- TRAVAIL DEMANDÉ
Recopiez mot pour mot toutes les lignes des données ci-dessous, sans en omettre aucune.

- DONNÉES DISPONIBLES
──────────────────────────────
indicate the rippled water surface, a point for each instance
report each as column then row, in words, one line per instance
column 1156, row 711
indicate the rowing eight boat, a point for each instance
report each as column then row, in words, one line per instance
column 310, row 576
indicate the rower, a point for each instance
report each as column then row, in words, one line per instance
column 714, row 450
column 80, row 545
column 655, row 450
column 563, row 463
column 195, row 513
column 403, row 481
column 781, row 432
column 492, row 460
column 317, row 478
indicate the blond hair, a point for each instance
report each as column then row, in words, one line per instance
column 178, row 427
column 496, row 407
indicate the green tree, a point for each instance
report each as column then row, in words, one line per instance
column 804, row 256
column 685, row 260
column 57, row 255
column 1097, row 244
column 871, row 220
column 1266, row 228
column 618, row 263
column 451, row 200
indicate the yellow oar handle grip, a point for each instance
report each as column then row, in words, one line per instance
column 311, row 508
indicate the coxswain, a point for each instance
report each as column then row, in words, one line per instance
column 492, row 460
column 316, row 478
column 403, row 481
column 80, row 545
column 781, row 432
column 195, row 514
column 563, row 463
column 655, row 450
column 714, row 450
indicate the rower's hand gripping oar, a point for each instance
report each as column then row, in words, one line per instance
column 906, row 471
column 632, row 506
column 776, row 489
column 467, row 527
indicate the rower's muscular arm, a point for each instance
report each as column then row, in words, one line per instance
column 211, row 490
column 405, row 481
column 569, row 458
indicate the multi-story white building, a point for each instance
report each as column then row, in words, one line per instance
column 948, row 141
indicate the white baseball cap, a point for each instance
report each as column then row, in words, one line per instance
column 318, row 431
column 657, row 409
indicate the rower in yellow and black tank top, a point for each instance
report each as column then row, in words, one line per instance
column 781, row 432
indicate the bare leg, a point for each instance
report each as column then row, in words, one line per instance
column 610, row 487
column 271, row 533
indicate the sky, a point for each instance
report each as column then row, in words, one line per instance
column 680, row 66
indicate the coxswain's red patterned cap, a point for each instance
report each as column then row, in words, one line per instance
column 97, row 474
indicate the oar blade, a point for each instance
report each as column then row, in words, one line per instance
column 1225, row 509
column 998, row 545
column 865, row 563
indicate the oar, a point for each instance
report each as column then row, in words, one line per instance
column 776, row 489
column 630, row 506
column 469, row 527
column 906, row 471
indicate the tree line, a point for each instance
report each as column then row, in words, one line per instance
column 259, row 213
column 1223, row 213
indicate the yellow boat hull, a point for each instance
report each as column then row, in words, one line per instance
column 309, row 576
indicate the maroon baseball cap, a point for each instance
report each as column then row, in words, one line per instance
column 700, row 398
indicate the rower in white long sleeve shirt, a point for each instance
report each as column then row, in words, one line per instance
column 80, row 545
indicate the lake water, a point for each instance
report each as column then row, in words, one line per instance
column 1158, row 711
──────────────────────────────
- RÉPONSE À L'EXERCICE
indicate the rippled water surface, a point for each instance
report each as column then row, in words, one line per instance
column 1156, row 711
indicate the rowing eight boat, a point for each instance
report each as column then row, in words, one line per instance
column 310, row 576
indicate the rower, a point for each instance
report each as column then row, in words, one line per instance
column 714, row 450
column 80, row 545
column 655, row 450
column 563, row 463
column 195, row 513
column 403, row 481
column 781, row 432
column 492, row 460
column 317, row 478
indicate the blond hair, a point for each instance
report each as column then row, in words, one line per instance
column 178, row 427
column 496, row 407
indicate the green tree, a point for each instance
report each as column then row, in words, one line per instance
column 804, row 256
column 685, row 260
column 57, row 255
column 1097, row 244
column 871, row 220
column 1266, row 228
column 618, row 263
column 451, row 200
indicate the yellow oar handle grip, a point for each instance
report each as column then row, in words, one line per instance
column 311, row 508
indicate the coxswain, a point for each instance
report each as column then row, in words, one line per instance
column 492, row 460
column 316, row 478
column 403, row 481
column 80, row 545
column 781, row 432
column 195, row 514
column 563, row 463
column 655, row 450
column 714, row 450
indicate the rower's hand gripping oar, a point for each instance
report each as column then row, in words, one line per instance
column 906, row 471
column 632, row 506
column 776, row 489
column 467, row 527
indicate the rower's muscular arm, a point for each instance
report each as column then row, in words, one line per instance
column 211, row 490
column 405, row 481
column 569, row 458
indicate the multi-story white building, a point for each instance
report each as column then row, in words, one line per instance
column 948, row 141
indicate the white baseball cap, a point for each instance
report each as column then row, in words, one line per instance
column 318, row 431
column 657, row 409
indicate the rower in yellow and black tank top, a point for each instance
report each as column then row, in words, one line per instance
column 781, row 432
indicate the bare leg, a point for each instance
report each as column then row, in words, one line per instance
column 610, row 487
column 271, row 533
indicate the sky, a point for each instance
report each as column then row, in words, one line per instance
column 680, row 66
indicate the coxswain's red patterned cap, a point for each instance
report each as column then row, in words, one line per instance
column 97, row 474
indicate the oar blade, a point for each instance
report each as column then row, in words, one line per instance
column 1225, row 509
column 998, row 545
column 865, row 563
indicate the oar, a point for each instance
report each as column then row, in words, one line per instance
column 776, row 489
column 630, row 506
column 469, row 527
column 906, row 471
indicate the tree line, a point for each instance
report each as column then row, in words, one line per instance
column 259, row 213
column 1223, row 213
indicate the yellow boat hull, a point for each instance
report each as column then row, in words, one line per instance
column 309, row 576
indicate the maroon baseball cap, a point for each instance
report each as column then row, in words, one line per instance
column 700, row 398
indicate the rower in white long sleeve shirt, a point for each instance
report each as column then row, in words, one line per instance
column 80, row 545
indicate the lake water, a point for each instance
report each as column then row, in words, one line per instance
column 1158, row 711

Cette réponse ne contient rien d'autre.